→ **Requirement**:
From the records below, extract only the lines running from the line with "garland in this photo on that basis." to the line with "Each instance receives exactly one keypoint. Tag the wheel hub", both lines included, reproducing them exactly.

→ **Input data**:
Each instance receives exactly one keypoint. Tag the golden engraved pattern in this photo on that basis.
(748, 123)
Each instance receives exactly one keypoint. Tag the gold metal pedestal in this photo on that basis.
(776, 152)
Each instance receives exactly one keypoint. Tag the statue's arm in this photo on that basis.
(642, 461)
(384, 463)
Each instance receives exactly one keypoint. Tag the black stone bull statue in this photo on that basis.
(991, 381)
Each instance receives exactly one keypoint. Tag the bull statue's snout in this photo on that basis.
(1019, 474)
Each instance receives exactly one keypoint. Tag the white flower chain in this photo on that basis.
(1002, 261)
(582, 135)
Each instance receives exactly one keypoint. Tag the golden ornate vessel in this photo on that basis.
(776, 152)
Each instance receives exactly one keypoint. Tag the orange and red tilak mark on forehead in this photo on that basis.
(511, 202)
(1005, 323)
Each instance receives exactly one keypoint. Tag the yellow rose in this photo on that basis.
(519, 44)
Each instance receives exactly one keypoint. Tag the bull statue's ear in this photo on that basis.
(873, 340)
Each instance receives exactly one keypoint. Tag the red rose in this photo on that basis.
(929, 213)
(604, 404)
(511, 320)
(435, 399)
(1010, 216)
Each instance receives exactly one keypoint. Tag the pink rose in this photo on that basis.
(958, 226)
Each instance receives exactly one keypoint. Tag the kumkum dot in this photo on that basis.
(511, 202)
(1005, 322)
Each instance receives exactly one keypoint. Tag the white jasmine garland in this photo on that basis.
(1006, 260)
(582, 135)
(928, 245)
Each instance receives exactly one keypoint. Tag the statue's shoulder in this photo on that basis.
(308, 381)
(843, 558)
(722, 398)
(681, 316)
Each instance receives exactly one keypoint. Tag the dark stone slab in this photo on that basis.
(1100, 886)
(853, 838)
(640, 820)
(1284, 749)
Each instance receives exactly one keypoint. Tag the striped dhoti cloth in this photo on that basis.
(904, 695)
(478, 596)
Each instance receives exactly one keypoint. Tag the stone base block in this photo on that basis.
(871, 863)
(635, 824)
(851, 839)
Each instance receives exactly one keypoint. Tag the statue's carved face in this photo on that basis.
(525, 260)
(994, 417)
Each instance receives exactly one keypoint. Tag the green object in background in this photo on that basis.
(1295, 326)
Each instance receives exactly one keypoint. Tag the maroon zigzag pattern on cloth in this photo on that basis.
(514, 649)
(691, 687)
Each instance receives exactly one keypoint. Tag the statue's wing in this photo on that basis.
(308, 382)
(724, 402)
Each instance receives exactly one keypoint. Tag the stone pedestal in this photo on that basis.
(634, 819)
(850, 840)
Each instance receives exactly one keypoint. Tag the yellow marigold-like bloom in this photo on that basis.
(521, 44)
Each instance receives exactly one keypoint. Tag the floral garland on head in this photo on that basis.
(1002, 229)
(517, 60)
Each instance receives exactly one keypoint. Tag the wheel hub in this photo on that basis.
* * *
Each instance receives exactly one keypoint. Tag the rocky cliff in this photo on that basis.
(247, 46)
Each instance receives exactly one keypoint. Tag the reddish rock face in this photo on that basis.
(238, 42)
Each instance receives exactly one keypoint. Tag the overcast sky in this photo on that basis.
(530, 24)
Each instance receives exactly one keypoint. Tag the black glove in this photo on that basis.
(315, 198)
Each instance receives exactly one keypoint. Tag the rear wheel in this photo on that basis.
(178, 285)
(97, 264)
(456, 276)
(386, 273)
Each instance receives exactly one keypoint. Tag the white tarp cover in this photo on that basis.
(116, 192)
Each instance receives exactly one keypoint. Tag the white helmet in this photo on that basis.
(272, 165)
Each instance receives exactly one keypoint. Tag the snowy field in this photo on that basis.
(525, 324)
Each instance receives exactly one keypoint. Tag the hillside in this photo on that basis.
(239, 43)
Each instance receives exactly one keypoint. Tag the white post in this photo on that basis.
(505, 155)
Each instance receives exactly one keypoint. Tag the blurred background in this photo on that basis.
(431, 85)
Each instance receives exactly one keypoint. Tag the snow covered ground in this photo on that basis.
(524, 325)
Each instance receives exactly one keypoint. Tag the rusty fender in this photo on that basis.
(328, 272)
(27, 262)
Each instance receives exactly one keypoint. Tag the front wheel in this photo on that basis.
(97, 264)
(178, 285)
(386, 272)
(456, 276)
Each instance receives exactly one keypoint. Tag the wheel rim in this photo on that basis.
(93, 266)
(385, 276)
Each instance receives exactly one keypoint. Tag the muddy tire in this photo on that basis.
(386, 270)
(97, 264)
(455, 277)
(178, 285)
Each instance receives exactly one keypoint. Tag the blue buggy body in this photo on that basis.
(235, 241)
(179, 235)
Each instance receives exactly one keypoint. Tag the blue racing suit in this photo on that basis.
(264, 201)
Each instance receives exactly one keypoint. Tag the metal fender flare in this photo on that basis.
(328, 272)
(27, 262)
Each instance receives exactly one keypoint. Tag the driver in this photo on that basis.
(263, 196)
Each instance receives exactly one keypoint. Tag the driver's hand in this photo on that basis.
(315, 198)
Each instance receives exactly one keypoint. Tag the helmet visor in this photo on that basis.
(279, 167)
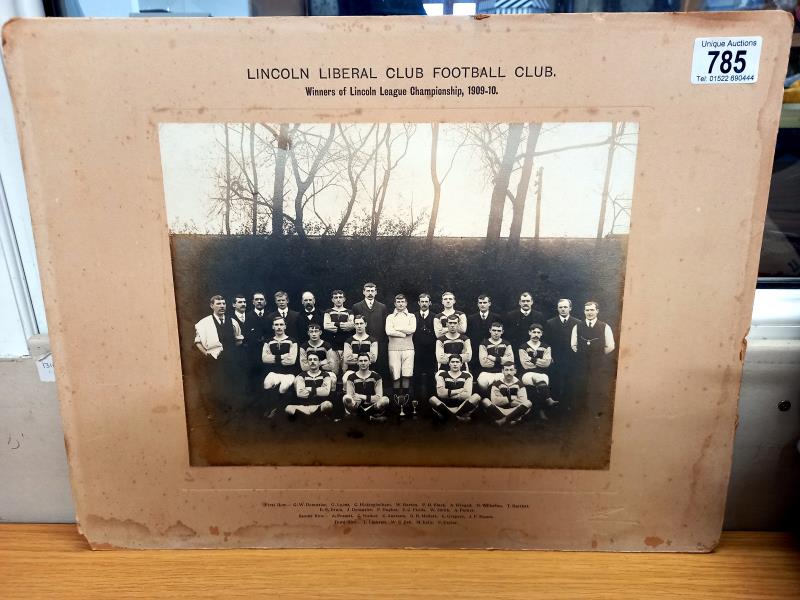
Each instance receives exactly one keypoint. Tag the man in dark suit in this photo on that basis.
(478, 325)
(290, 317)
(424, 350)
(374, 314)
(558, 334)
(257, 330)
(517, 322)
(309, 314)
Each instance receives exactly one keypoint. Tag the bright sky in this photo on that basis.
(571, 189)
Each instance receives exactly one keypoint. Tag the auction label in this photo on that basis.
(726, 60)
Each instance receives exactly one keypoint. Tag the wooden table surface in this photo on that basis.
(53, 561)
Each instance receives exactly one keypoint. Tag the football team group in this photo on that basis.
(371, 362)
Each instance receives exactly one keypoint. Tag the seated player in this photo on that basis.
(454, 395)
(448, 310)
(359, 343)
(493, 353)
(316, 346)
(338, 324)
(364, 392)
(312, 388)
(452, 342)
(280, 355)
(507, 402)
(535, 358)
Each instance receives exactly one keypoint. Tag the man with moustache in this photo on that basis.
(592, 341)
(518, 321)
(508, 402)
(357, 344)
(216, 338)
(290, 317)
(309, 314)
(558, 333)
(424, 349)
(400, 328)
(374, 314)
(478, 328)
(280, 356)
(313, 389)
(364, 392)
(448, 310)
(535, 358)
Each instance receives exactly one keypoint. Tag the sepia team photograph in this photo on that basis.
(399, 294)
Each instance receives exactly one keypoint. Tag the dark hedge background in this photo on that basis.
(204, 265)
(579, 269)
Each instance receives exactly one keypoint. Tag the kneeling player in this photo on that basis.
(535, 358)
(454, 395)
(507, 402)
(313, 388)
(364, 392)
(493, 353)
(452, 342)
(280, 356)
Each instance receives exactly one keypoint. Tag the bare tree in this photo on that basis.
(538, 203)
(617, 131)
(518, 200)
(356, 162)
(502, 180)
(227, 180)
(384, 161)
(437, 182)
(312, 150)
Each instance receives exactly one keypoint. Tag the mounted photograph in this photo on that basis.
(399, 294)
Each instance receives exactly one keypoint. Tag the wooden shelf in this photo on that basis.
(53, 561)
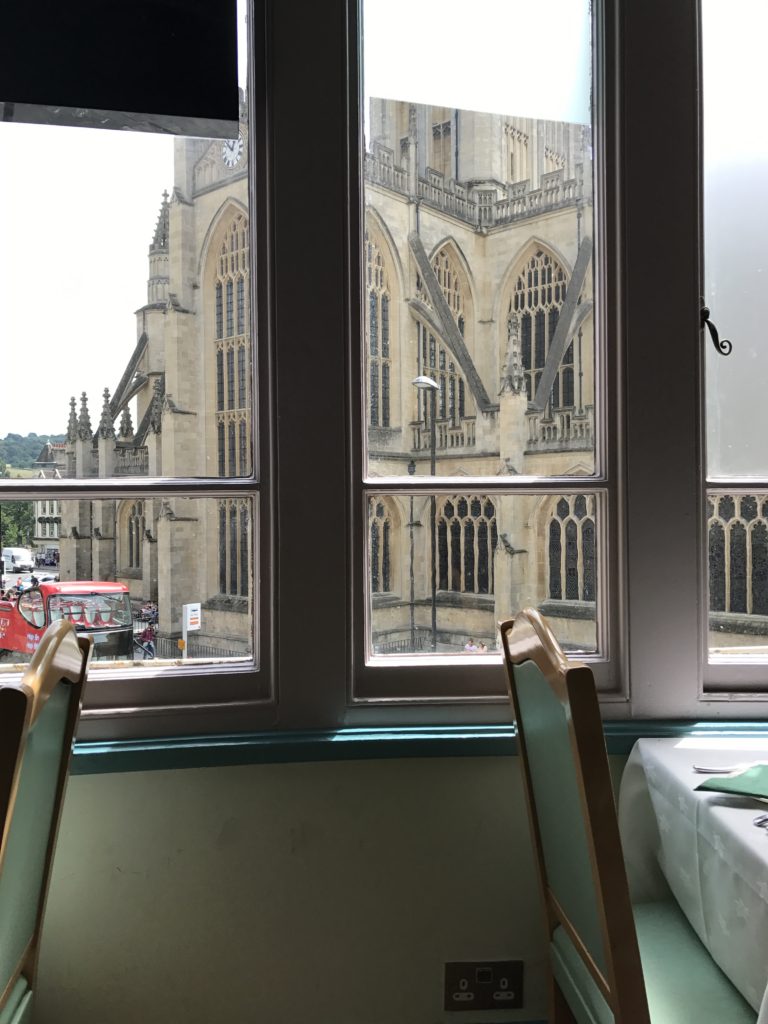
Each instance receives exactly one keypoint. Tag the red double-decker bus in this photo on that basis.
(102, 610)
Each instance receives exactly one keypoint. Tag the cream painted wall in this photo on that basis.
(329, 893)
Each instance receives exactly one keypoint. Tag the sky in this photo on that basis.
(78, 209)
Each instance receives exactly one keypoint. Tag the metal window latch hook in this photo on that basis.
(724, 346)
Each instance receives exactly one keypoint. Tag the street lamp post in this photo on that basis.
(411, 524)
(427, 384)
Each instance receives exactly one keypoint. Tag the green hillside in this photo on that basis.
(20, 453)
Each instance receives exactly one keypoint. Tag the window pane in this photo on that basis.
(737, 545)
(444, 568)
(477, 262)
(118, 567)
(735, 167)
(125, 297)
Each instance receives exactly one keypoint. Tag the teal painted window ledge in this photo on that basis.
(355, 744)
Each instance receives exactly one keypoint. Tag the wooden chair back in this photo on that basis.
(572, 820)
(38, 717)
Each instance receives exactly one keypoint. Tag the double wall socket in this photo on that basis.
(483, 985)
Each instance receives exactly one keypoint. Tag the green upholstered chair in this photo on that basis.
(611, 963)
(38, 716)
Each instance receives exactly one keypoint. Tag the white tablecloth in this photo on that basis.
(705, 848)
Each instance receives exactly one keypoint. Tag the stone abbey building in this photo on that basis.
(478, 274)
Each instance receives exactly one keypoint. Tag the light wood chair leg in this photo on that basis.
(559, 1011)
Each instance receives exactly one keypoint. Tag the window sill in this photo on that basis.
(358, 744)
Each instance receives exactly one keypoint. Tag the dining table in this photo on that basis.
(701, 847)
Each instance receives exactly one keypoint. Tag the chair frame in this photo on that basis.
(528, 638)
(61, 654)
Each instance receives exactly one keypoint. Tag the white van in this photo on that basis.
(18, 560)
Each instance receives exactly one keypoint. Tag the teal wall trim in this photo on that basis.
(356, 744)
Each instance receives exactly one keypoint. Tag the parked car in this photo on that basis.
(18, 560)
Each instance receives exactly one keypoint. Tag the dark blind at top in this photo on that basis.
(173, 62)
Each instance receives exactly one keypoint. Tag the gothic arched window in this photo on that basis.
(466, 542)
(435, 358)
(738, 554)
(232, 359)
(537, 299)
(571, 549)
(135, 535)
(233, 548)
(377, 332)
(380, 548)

→ **Expected answer**:
Each instance receives exactly one keypoint. Tag the white jasmine garland in this photo on that basis.
(1006, 260)
(582, 135)
(928, 245)
Each instance receives exactly one keypoint. Tag the statue's shoulder in this photo on that basis.
(308, 381)
(843, 558)
(722, 398)
(681, 316)
Each instance receives exactly one keypoint. Tag the dark stone slab in this photo on that basis.
(1100, 886)
(853, 838)
(640, 820)
(1284, 749)
Each instance receives exactly one keypoint. Tag the striped dhoti cloth in this photo on that basis.
(904, 695)
(478, 596)
Each instance receives exactly one keypoint. Tag the stone base block in this photo on that basis.
(871, 863)
(635, 824)
(851, 839)
Each instance receives exactly one keypoint. Tag the statue's carved face in this photo on that basis.
(525, 260)
(994, 417)
Each instance receives exactly one keypoint. Tag the green object in background in this photo on that basis.
(1295, 326)
Each instance receives exactly one keypoint. Tag the maroon zigzag pattern on cloth in this photo on that basis.
(514, 649)
(691, 687)
Each instance receives exactly one keypoint. Tag the statue's wing in this photo on that basis.
(308, 382)
(724, 402)
Each instance receives exactly one keypoint. Tag the stone pedestal in this photo on that basis.
(634, 819)
(850, 840)
Each instance receives exactly one keypoint. Tag the yellow marigold-like bloom in this photo on that basis.
(521, 44)
Each instance receives exactly one keypoint. Tag the floral garland on head in this photo on that basis.
(1002, 229)
(517, 60)
Each instance receives exactly one keypoint. Tag the wheel hub in this photo on that basis.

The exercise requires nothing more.